→ Yang Ditanyakan
Tukarlah setiap "The class of interest is" dengan "The target class is" di seluruh daftar di bawah ini. Tuliskan kembali daftar itu tanpa mengubah bagian lain dan tanpa menyertakan gambar.

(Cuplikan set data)
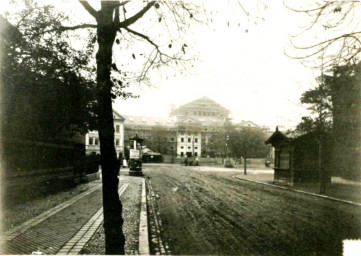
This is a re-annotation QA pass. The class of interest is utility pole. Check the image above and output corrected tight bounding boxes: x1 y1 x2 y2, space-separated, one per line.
243 128 248 175
317 62 326 194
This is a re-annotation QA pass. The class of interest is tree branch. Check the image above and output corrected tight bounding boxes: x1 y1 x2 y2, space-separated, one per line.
117 1 156 28
124 27 159 52
79 0 98 19
23 24 97 36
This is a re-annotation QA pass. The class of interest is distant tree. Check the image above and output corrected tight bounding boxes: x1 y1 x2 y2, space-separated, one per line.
325 62 361 180
296 63 361 184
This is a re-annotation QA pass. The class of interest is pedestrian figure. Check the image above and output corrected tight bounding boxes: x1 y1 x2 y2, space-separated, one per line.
184 156 188 166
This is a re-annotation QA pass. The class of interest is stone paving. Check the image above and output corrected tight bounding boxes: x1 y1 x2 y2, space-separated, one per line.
0 181 126 254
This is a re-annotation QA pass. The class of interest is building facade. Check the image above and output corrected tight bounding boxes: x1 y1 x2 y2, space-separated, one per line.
85 110 125 158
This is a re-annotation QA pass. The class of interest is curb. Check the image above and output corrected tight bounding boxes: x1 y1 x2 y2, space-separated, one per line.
234 176 361 206
139 179 150 255
1 184 101 243
57 183 129 255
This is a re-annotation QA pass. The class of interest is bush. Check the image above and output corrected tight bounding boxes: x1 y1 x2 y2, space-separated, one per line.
224 160 234 168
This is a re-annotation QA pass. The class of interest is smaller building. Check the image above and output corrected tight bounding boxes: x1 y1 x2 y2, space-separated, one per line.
266 127 330 185
85 110 124 158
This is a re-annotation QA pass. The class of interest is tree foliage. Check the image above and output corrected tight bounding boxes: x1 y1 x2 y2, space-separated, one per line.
286 0 361 68
1 1 95 140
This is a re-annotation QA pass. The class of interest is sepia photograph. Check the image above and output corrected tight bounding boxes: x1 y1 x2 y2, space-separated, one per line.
0 0 361 256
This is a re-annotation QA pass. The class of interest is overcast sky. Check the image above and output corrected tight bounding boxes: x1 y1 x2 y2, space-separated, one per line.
2 0 340 130
114 1 315 130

→ Jawaban Latihan
This is a re-annotation QA pass. The target class is utility pole. Check the image above and output corrected tight bounding boxes: x1 y1 x2 y2, space-separated, one per line.
243 128 248 175
317 62 326 194
This is a re-annotation QA pass. The target class is tree branch. Check the image above and output corrected tight bounding boxes: x1 y1 x2 y2, space-separated, one per line.
117 1 156 28
124 27 159 52
79 0 98 19
23 24 97 36
This is a re-annotation QA pass. The target class is distant tree. Check the image above and output corrected tight bounding boxes: x1 y1 x2 y2, space-separated, one per line.
325 62 361 180
296 63 361 184
This is a re-annotation QA pass. The target class is pedestrian figure. Check the image above and output corrected tight bounding boxes: x1 y1 x2 y2, space-separated, one per line.
184 156 188 166
This is a re-annotation QA pass. The target class is stone paving. Check the image above and output corrected tight bounding boxes: x1 y1 x2 y2, space-separated, one per line.
0 181 126 254
This is a re-annotation QA pass. The target class is building facade. Check the image above and output corrected tight bounding boxes: x1 y1 x2 y2, space-separated, one per line.
85 110 125 158
This is a re-annotation QA pass. The target class is curb. Check the image above and output corrected tight bounding boxes: x1 y1 x2 y2, space-separated, one per line.
234 176 361 206
139 179 150 255
1 184 101 243
57 183 129 255
This is a re-annotation QA pass. The target class is bush. Check the image above and output corrected tight bounding boxes: x1 y1 x2 y2, space-separated, one per line.
224 160 234 168
This is a re-annotation QA pass. The target class is smaller building. Check the image above and output corrected tight bounding boxes: x1 y1 x2 y2, space-separated, one per line.
266 127 330 185
85 110 124 158
This is a re-annotation QA pass. The target class is tree foliage. Check the image above and output corrected tight bounding boxes: x1 y1 x2 y2, space-separated, one per line.
286 0 361 68
1 1 95 140
This is a re-annotation QA pass. The target class is sepia photograph. Check the image above and output corrected tight bounding boxes: x1 y1 x2 y2, space-separated, one per line.
0 0 361 256
This is a re-annotation QA pass. The target class is overcast sky. Check the image above and output corrected tight bounding boxes: x1 y1 x2 y2, space-separated, one per line.
2 0 340 130
114 1 315 130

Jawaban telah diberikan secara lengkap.